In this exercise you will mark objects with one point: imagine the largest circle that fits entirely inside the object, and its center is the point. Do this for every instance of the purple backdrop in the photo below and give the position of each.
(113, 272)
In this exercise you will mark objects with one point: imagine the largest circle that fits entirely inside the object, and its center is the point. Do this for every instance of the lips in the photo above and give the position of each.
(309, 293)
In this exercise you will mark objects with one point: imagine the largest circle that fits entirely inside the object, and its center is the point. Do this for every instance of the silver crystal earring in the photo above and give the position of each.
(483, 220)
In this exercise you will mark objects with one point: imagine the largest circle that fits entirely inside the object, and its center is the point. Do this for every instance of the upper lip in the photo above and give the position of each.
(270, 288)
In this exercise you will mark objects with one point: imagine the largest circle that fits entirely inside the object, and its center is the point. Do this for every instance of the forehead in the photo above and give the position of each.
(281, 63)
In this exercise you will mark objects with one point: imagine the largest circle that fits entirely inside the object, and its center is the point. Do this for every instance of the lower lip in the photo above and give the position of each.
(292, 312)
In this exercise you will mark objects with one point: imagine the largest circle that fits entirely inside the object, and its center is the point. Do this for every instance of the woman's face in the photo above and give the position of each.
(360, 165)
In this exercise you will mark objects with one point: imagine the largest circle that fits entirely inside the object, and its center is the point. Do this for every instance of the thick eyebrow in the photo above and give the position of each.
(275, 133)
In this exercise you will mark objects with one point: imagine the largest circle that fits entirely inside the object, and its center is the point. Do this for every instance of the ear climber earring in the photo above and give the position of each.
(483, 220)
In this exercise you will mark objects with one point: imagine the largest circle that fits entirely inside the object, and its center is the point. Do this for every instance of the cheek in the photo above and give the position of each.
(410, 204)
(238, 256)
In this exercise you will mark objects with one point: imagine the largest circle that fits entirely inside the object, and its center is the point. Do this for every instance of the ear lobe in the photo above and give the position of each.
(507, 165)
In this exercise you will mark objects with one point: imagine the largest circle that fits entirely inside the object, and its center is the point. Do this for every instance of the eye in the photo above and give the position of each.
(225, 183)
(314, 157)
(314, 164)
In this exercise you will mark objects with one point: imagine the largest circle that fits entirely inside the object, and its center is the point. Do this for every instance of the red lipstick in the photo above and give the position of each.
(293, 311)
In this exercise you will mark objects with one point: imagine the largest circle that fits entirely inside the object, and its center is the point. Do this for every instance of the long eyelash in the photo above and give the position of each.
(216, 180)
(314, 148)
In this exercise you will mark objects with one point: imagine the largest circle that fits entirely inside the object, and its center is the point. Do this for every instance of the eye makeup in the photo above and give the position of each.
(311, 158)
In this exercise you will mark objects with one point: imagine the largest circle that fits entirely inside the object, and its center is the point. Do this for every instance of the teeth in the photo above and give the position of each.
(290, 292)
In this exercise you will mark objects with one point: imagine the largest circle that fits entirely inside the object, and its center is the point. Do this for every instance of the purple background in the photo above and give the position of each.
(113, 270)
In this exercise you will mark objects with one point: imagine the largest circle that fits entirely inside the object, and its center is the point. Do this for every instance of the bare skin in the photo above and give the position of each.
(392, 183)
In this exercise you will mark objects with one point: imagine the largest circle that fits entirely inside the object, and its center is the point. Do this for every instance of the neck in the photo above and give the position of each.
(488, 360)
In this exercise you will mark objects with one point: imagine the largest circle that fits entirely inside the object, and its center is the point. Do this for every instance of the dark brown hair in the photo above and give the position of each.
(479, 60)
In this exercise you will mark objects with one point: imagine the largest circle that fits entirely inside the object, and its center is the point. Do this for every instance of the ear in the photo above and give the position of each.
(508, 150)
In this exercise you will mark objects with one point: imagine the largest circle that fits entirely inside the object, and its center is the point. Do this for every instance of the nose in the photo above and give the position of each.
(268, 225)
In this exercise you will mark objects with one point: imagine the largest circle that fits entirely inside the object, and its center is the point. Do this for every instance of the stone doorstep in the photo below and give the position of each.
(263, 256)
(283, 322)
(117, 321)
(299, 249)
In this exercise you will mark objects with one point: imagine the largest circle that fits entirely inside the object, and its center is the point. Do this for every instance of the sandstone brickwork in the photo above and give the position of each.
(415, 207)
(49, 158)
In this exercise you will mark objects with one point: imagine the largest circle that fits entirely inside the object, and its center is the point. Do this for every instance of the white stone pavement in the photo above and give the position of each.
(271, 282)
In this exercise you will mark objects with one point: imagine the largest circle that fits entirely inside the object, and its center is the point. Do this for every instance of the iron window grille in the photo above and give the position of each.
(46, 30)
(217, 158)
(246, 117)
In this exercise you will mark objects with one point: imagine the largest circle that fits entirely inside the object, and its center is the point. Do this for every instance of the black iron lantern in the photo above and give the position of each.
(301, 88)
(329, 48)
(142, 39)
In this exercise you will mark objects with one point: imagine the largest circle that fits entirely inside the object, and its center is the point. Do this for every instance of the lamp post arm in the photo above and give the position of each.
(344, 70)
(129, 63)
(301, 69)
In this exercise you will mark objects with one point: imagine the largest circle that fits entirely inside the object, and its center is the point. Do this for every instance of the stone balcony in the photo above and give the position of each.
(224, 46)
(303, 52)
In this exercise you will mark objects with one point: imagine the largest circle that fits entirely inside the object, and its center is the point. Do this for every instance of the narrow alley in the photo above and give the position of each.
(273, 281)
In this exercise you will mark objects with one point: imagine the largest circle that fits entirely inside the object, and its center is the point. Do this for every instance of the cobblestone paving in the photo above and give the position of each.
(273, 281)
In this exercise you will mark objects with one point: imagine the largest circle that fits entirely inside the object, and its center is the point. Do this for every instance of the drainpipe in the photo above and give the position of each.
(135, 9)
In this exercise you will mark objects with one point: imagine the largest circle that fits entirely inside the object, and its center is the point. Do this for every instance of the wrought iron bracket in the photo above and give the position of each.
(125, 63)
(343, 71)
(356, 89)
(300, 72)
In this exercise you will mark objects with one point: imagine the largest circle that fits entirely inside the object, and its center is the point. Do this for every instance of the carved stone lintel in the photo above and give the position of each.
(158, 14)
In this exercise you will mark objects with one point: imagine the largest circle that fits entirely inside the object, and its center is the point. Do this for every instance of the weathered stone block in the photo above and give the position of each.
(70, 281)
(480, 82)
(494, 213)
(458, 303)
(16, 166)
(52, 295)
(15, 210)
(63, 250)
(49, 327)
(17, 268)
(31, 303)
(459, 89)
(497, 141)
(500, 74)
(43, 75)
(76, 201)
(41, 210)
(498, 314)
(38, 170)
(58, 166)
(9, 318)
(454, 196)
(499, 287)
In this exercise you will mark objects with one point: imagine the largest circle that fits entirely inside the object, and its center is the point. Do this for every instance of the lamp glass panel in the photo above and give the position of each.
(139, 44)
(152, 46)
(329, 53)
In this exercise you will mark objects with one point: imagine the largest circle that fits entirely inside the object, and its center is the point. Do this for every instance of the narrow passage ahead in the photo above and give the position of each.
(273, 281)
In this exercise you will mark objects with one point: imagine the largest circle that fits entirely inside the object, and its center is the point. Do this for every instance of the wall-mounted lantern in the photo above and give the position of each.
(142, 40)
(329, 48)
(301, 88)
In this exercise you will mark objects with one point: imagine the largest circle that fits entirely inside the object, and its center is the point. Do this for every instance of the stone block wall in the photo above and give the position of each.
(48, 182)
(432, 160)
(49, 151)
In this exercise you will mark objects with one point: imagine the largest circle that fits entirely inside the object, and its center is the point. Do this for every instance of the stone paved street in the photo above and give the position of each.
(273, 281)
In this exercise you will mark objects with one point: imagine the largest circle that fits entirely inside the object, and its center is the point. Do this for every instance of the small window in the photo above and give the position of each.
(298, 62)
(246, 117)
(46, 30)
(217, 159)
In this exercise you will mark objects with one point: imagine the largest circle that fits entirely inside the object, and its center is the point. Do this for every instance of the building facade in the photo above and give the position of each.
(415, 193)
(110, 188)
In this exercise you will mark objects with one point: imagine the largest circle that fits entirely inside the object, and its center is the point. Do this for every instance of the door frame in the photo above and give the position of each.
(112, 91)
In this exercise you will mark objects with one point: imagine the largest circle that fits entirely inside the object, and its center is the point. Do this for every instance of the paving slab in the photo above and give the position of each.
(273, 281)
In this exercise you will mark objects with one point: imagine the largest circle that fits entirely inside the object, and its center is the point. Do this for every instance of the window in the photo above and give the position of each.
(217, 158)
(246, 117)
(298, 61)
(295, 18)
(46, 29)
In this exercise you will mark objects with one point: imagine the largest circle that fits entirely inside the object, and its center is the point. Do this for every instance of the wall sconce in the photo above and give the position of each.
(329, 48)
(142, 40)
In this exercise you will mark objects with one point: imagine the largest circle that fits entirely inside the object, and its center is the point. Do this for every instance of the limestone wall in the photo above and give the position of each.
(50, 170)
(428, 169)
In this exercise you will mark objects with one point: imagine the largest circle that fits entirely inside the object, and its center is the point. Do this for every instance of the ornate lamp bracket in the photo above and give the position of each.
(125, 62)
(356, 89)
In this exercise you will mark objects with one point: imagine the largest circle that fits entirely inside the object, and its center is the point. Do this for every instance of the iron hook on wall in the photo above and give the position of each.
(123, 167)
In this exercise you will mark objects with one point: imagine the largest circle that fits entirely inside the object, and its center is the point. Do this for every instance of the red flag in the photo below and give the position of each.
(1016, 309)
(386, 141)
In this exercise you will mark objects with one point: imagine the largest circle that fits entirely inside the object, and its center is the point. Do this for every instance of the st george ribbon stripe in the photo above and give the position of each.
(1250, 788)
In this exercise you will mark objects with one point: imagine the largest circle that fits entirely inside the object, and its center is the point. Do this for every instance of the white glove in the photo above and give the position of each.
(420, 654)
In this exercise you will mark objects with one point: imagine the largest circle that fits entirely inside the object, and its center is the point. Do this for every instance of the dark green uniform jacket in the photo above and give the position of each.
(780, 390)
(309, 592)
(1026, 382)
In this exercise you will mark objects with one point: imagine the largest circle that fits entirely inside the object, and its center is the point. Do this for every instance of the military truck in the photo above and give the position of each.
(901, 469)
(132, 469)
########################################
● **REQUIRED TASK**
Only the lines from the one containing "the dark green" to the end of the data should be printed, exactly as they stand.

● **ANSWER TO THE EXERCISE**
In this exercise you will mark objects with one point: imagine the largest circle that fits entirely inside the object, and its center is the point. Do this for every instance of the dark green uniform jacket in the photo above and give the position of each.
(780, 390)
(309, 592)
(1026, 382)
In this exercise you will mark objects with one point: imagine the largest circle that fits entirely inside the object, and its center is the point. Do this for every instance of the military truck in the photo above and give the position of each.
(901, 469)
(132, 469)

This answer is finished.